Exercise objective: Rewrite the part of the furnace text below running from "The remainder of" up to and including "in Section 5.", swapping "this study" for "this work".
━━━━━ Text excerpt ━━━━━
The impact of a preliminary version of software bit stuffing algorithm on a control performance of a distributed CAN-based adaptive cruise control system was investigated in ¹¹ and a general improvement had been achieved. In this paper, we seek to explore the impact of applying “Nolte C” and SBS on another realistic case study; that is the distributed control of a CarboNitriding heat treatment furnace system built using “hardware-in-the-loop” (HIL) testing method ^{29, 30}. HIL has been extensively used in embedded systems development and refinement processes, particularly for automotive applications (see, for example, ^{31, 32, 33, 34, 35, 36, 37}).

The main aim of this study is to show how much improvement in the control performance of such a furnace system can be achieved by reducing transmission jitter in the CAN network when applying “Nolte C” and SBS techniques. The system considered here has two nodes connected via CAN (hardware) protocol and the “shared-clock” (S-C) scheduling (software) protocol that is employed to achieve time-triggered message communication (see ³⁸ for various implementation schemes of the S-C scheduler). Moreover, each individual node executes its tasks using a “time-triggered co-operative” (TTC) scheduler (see ^{39, 40} for further details).

The remainder of the paper is organised as follows. Section 2 describes the CarboNitriding heat treatment furnace system. In Section 3 the experimental methodology used in this study is outlined. Section 4 presents the empirical results obtained in this study which includes both jitter and control performance measures. Finally, the overall paper conclusions is drawn in Section 5.

2. Furnace System

CarboNitriding heat treatment furnace system is used here as a real-time case study which can be implemented using HIL testbed. The furnace system designed in this study will be first described.

Furnace system based on CarboNitriding heat treatment process ⁴¹ has been developed to harden the surface of steel parts to enable them to resist surface wear. Since most steel components need to be produced soft to allow them to be machined, the case hardening technique is normally applied after the part has been formed, and before final machining takes place. The parts to be hardened are heated to a critical temperature in a furnace with a carefully controlled, artificially created atmosphere that is rich in nitrogen (from endogas – ammonia) and carbon (from methane) mixed with a suitable carrier gas (in this case air). The parts are left at this critical temperature for a required amount of time before being quenched in hot oil to achieve the full case hardening. A fully representative HIL simulation of such a process has been developed to evaluate different approaches to the development of a suitable control system ⁴². Figure 2 shows a general schematic of the process.

The furnace control system consists of three main elements:

• The sequence controller

• The temperature controller

• The atmosphere controller

The sequence controller mainly controls the sequence of opening, loading and starting the furnace for a particular batch of parts. The temperature controller reads the signal from a processed thermocouple, and controls the state of a gas burner to regulate the temperature to a given set point. The atmosphere controller directly controls the composition of the furnace atmosphere, by controlling the gas inlet valves based on readings from one or more CO analysis devices. In the present study, the performance of the temperature controller is examined, both before and after the data is masked (processed) for reducing jitter. Hereby, the temperature controller is distributed over two nodes: Master and Slave. The Master node samples and filters the temperature reading. This information is then transmitted to the Slave, along with the elapsed time, which allows the Slave to calculate the desired set-point, apply negative feedback and calculate the required burner setting. The Slave then applies this signal to the proportional gas valve.
━━━━━ Information supplied ━━━━━
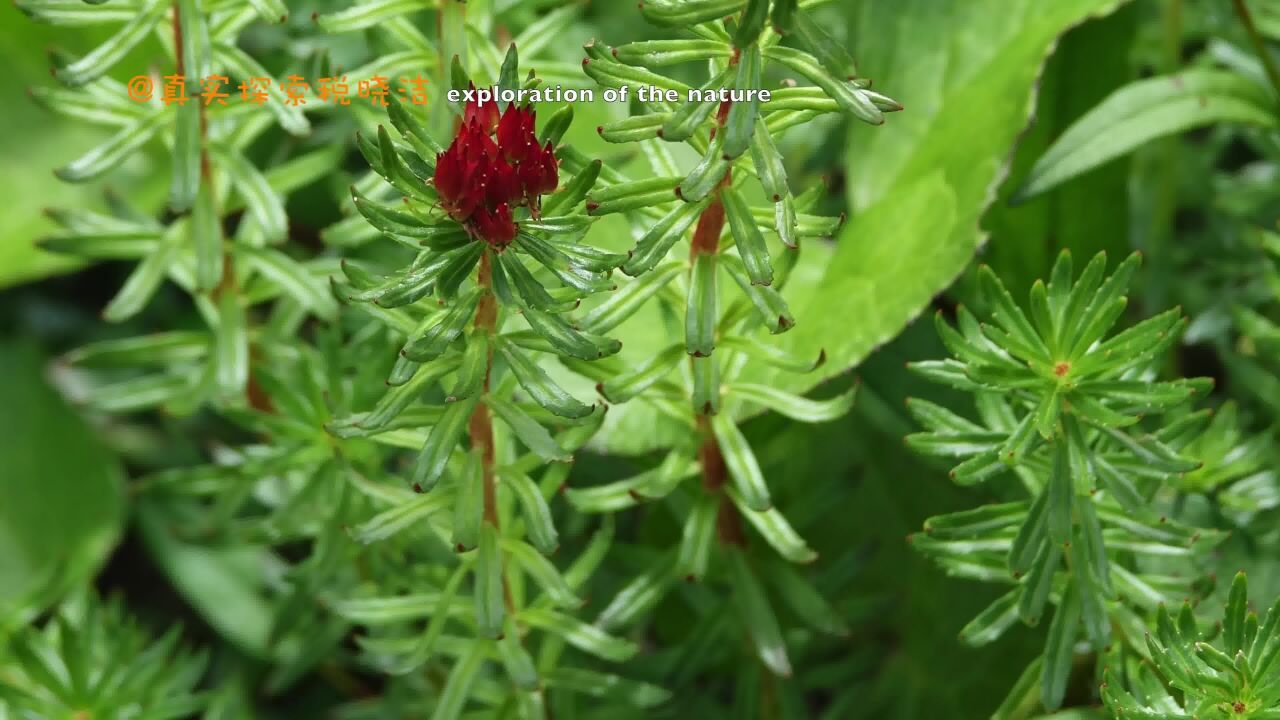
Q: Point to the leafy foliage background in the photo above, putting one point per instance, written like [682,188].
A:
[988,87]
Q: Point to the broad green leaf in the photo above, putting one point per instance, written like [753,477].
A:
[917,186]
[62,495]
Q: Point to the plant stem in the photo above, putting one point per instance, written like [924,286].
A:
[480,427]
[728,525]
[1260,45]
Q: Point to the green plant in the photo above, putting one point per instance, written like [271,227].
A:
[428,410]
[1061,406]
[1226,671]
[90,659]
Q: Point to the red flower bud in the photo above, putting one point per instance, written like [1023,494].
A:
[496,227]
[493,165]
[487,114]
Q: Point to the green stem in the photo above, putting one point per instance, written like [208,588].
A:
[1260,45]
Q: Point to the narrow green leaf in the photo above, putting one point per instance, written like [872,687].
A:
[540,387]
[792,405]
[658,240]
[231,345]
[1144,110]
[469,504]
[741,464]
[992,621]
[588,638]
[698,538]
[542,572]
[439,445]
[748,238]
[703,306]
[534,510]
[489,584]
[1059,650]
[688,12]
[457,687]
[762,625]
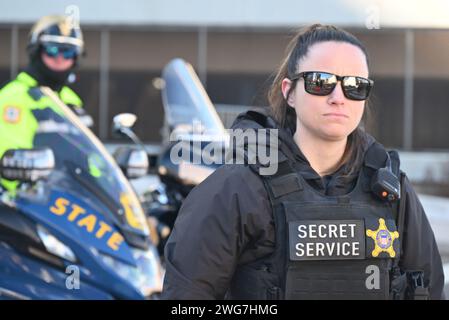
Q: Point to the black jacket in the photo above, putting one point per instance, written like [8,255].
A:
[227,221]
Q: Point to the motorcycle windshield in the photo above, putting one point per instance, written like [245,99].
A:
[187,106]
[85,168]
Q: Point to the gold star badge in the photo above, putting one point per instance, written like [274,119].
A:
[383,239]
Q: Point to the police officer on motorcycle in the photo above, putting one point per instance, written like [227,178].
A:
[337,219]
[54,49]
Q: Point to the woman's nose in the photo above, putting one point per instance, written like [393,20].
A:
[337,96]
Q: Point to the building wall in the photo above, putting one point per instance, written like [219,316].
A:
[239,64]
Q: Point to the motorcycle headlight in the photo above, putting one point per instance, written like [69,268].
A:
[146,277]
[55,246]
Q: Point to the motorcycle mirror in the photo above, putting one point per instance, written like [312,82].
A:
[133,162]
[27,165]
[124,120]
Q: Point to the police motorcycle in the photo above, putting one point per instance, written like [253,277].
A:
[74,228]
[191,130]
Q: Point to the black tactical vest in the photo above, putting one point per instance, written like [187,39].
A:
[327,247]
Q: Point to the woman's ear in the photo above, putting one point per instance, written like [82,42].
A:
━━━━━
Answer for this exercise:
The remainder of the paper is organised as follows. Section 2 describes the CarboNitriding heat treatment furnace system. In Section 3 the experimental methodology used in this work is outlined. Section 4 presents the empirical results obtained in this work which includes both jitter and control performance measures. Finally, the overall paper conclusions is drawn in Section 5.